◆ **GOAL OF THE EXERCISE**
Recast the lines running from the line containing "You are given the photograph below." through the line containing "Target: man with white hair", both included, as a numbered list with blank lines omitted.

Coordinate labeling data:
--- start ---

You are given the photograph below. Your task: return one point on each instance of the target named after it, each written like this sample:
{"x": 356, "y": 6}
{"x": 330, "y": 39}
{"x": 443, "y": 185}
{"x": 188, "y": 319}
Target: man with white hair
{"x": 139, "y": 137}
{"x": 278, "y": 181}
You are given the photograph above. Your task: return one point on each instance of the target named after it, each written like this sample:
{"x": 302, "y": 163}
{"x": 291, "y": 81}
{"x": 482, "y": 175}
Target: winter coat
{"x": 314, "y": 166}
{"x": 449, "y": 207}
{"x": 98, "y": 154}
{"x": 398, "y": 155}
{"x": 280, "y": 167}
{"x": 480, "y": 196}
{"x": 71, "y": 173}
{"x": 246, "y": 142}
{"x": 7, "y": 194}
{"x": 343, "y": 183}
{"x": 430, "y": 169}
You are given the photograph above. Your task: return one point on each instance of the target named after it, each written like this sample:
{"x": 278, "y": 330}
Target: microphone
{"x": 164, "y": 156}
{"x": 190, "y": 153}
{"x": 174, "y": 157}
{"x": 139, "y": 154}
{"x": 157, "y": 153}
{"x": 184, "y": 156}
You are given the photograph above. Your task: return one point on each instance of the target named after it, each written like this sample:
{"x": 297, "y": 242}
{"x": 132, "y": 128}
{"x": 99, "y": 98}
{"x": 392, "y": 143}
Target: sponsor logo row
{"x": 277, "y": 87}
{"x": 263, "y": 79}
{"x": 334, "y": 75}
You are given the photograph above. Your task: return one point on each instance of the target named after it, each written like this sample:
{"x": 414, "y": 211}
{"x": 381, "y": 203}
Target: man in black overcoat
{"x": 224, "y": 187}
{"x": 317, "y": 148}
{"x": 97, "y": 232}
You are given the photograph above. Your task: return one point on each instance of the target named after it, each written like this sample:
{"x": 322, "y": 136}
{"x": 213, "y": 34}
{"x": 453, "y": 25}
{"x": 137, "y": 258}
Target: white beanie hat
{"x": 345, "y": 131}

--- end ---
--- start ---

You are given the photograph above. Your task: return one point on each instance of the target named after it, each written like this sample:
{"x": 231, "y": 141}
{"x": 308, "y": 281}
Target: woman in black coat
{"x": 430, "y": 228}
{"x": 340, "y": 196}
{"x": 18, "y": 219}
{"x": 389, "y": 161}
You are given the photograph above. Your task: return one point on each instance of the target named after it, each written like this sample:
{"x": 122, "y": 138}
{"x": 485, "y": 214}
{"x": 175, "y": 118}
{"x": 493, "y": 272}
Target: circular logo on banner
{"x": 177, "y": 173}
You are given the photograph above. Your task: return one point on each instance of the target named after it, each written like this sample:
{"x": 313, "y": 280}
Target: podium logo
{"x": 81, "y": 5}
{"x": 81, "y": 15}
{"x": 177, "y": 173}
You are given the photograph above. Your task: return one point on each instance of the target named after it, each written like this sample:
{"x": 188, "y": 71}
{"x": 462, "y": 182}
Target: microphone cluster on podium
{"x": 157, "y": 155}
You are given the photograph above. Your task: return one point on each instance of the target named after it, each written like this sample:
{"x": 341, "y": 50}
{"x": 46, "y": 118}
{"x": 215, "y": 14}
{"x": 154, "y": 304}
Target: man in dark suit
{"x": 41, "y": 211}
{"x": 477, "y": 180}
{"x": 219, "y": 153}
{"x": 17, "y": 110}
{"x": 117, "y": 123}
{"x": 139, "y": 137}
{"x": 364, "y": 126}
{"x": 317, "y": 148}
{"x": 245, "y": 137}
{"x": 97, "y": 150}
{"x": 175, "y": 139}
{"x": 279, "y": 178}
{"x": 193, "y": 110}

--- end ---

◆ **EXERCISE SOLUTION**
1. You are given the photograph below. Your task: return one point on each instance of the target named after it, each written like this sample:
2. {"x": 356, "y": 6}
3. {"x": 330, "y": 39}
4. {"x": 443, "y": 185}
5. {"x": 188, "y": 319}
6. Target: man with white hair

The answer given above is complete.